## begin
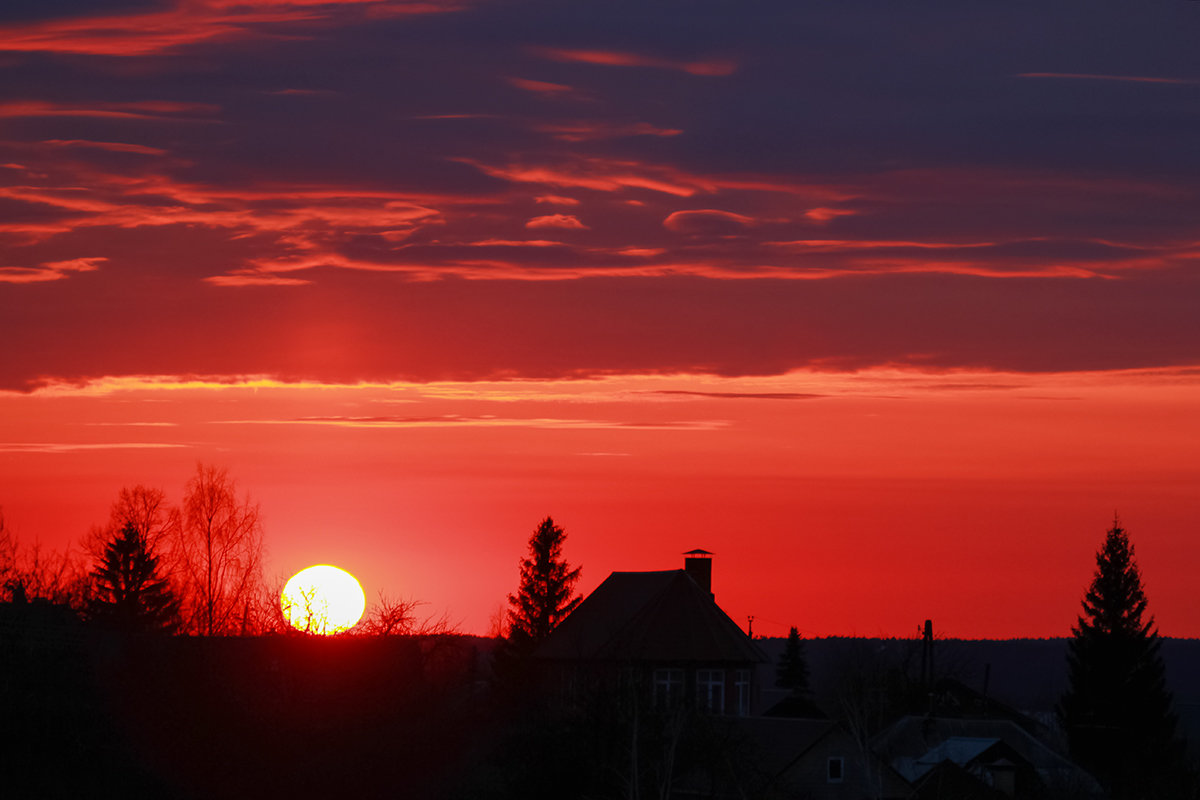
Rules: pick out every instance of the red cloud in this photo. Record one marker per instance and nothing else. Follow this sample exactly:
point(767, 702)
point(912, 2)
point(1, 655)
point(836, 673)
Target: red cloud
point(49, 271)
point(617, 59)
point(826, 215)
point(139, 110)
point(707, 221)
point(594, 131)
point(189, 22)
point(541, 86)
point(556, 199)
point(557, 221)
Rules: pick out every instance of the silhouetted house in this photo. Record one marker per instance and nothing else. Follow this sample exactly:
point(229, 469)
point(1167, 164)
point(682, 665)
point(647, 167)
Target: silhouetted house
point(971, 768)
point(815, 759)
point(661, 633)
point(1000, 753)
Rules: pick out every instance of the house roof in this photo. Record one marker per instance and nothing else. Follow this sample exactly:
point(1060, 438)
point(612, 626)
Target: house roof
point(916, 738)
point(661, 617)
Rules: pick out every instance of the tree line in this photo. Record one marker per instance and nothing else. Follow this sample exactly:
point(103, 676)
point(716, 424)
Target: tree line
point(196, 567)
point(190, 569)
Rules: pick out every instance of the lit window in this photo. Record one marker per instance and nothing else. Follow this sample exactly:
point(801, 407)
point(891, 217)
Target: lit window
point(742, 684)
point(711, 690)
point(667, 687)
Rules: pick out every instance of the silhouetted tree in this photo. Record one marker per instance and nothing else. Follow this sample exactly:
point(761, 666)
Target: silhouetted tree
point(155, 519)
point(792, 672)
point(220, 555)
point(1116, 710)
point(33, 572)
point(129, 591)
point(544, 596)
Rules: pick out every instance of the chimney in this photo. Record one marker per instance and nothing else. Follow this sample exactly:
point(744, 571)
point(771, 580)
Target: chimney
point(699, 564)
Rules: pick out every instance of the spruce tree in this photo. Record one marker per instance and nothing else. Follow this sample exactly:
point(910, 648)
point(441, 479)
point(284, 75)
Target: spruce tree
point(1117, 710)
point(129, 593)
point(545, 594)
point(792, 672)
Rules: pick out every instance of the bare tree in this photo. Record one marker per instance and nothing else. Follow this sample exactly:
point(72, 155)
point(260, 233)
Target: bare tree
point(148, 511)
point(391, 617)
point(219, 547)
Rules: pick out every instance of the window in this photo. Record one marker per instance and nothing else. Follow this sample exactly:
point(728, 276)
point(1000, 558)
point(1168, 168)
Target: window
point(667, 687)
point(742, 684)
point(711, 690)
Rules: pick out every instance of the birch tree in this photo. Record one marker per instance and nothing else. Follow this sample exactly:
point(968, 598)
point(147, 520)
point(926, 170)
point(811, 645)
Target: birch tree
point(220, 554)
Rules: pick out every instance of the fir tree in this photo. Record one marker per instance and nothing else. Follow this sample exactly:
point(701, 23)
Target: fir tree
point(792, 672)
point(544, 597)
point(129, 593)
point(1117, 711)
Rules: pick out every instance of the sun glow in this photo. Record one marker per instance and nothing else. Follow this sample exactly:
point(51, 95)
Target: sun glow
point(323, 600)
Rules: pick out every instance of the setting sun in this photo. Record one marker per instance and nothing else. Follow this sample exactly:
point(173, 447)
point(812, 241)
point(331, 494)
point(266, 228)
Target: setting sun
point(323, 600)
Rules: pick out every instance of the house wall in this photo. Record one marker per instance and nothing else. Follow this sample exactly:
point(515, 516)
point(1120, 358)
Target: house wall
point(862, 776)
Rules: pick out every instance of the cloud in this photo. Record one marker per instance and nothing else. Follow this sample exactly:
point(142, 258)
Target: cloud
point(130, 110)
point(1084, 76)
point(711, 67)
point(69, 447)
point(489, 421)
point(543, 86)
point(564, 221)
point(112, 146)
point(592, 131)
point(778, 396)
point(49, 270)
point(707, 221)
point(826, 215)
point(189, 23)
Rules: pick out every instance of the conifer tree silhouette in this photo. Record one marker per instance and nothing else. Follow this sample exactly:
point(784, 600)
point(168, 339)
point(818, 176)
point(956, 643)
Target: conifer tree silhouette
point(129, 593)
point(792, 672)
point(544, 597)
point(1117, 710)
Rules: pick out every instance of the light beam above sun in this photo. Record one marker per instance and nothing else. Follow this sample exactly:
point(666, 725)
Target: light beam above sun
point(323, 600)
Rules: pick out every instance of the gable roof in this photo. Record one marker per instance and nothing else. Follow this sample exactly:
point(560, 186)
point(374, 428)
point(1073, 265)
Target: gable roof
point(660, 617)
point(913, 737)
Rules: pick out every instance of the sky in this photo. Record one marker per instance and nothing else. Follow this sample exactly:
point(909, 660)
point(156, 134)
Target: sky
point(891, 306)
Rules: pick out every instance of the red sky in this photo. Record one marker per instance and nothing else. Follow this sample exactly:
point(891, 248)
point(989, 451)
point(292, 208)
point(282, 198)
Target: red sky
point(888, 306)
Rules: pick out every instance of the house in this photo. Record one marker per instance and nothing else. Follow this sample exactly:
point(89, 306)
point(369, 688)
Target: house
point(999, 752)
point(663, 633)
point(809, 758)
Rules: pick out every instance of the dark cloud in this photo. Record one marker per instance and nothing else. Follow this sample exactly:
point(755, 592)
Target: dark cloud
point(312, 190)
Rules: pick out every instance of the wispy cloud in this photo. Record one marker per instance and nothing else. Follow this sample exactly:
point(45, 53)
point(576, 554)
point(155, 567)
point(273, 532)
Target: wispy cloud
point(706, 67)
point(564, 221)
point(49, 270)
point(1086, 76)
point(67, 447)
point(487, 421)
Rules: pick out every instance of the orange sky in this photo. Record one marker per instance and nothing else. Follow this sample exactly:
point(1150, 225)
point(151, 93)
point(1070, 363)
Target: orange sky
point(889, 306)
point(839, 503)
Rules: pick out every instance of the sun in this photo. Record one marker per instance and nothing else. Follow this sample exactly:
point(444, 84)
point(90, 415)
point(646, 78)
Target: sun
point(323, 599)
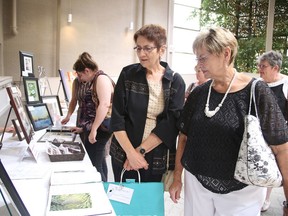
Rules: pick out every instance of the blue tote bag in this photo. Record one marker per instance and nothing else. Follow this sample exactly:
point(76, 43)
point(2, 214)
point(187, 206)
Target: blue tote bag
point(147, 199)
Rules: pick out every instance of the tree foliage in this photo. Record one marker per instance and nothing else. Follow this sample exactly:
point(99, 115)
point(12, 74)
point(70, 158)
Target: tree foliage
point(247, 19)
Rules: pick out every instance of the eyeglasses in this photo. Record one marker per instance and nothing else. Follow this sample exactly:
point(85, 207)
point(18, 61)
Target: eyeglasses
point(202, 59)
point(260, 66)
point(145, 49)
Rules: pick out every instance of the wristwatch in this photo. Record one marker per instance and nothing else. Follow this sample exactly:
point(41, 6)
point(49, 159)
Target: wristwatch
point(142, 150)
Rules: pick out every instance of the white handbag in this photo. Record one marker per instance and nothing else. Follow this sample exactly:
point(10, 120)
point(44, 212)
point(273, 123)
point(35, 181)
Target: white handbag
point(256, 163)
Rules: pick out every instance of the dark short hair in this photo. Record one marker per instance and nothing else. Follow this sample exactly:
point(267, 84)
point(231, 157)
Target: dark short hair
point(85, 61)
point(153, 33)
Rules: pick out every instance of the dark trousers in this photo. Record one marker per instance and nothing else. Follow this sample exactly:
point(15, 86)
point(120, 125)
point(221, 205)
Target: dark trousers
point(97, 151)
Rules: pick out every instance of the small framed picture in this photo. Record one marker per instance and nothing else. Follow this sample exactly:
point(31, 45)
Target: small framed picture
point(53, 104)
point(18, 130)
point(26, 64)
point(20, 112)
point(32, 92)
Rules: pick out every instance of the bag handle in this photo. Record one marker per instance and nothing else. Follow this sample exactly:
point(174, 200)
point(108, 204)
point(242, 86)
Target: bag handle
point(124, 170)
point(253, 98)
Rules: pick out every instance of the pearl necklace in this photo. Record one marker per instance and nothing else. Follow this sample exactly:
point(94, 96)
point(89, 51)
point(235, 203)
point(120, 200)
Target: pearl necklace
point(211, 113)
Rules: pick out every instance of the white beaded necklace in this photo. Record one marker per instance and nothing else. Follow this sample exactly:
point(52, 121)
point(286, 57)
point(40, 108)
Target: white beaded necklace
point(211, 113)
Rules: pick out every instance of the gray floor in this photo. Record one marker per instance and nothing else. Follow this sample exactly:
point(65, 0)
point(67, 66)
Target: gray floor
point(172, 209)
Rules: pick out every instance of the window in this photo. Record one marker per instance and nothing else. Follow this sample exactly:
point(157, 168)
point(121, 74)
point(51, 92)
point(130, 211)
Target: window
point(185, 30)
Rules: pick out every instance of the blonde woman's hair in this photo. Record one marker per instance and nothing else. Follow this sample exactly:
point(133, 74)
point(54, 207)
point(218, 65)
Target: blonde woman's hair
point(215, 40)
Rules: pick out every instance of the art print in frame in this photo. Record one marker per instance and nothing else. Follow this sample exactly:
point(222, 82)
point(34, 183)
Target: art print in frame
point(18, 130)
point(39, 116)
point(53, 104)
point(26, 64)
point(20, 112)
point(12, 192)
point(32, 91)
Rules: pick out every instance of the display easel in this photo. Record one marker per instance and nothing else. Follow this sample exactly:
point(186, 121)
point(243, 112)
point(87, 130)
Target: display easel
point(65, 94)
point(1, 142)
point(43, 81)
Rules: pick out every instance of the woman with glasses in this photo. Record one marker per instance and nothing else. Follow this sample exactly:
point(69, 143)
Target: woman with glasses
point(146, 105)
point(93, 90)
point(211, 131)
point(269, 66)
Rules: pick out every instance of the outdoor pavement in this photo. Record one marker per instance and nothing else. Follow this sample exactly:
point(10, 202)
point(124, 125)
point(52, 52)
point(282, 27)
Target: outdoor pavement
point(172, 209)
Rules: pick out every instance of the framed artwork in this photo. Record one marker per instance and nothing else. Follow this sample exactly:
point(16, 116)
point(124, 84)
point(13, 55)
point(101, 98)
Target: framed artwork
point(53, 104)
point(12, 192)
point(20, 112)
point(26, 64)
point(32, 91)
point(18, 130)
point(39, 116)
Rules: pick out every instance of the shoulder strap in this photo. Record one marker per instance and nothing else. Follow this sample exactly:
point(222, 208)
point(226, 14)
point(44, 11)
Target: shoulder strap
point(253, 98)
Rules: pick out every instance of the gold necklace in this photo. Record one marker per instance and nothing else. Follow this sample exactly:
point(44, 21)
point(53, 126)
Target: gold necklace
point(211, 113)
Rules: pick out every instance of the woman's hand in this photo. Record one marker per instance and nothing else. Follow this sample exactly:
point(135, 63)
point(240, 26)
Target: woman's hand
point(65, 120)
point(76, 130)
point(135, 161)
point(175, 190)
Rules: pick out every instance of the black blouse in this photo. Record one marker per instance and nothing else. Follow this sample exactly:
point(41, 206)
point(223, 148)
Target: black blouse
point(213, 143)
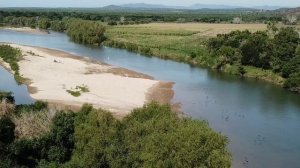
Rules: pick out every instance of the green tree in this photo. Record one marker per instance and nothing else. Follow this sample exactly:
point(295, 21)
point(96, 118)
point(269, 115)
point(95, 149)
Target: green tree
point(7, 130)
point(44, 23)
## end
*Short exercise*: Please repeat, word for word, the part of the items above that opens with the line containing "Rules: pick out every instance of the silhouetted house" and closes with the line containing "point(661, 617)", with both of those lines included.

*Result of the task*:
Rules: pick out every instance of the silhouetted house in this photo. Record one marker per instance and nothing else. Follow this sample exactly:
point(229, 469)
point(1167, 164)
point(682, 665)
point(647, 167)
Target: silhouetted house
point(971, 768)
point(815, 759)
point(661, 633)
point(1000, 753)
Rules: pick out every instance of the house roof in this photo. Record one marker per instance and nothing else. Follow this sample exactly:
point(1060, 438)
point(612, 626)
Target: house roof
point(916, 738)
point(661, 617)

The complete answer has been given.